Rewrite the part of the Cosmoscope passage that starts with "The Cosmoscope folds" and ends with "his specially-mounted prints.", replacing "mahogany" with "oak".

--- PAGE EXTRACT ---
○ ○ ○ ○

Many perceived a "beautiful stereoscopic effect" with the Cosmoscope and some were convinced, I suspect, that curvature enhanced it somehow. Ponti's curvature was as though drawn with a vertical rotation; Frith's was as though with a horizontal rotation (the same as in Figure GT49.4). Frith's curve was taken up by the prolific American producers of stereoscopic "boxed sets" in the early 20th century: the Underwood & Underwood and Keystone View Companies. They produced millions of copies of their stereoviews and went to the extra expense of ensuring every one had a pronounced curve (see Figure GT49.4). There must have been a strong conviction about a perceptual effect built into this costly choice, but the logic of it is still uncertain.
The Cosmoscope folds up like a little treasure chest (Figure GT49.3) with a burled walnut top decorated with inlay. The box is of mahogany with a brass lock and ivory escutcheon that doubles as an elegant maker's mark. The workmanship is of high quality. Frith clearly intended it for an exclusive clientele capable of purchasing many of his specially-mounted prints.

○ ○ ○ ○

--- ENTRIES ---
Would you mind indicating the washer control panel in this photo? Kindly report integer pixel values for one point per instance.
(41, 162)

○ ○ ○ ○

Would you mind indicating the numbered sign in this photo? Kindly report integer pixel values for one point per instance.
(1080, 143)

○ ○ ○ ○

--- TASK OUTPUT ---
The Cosmoscope folds up like a little treasure chest (Figure GT49.3) with a burled walnut top decorated with inlay. The box is of oak with a brass lock and ivory escutcheon that doubles as an elegant maker's mark. The workmanship is of high quality. Frith clearly intended it for an exclusive clientele capable of purchasing many of his specially-mounted prints.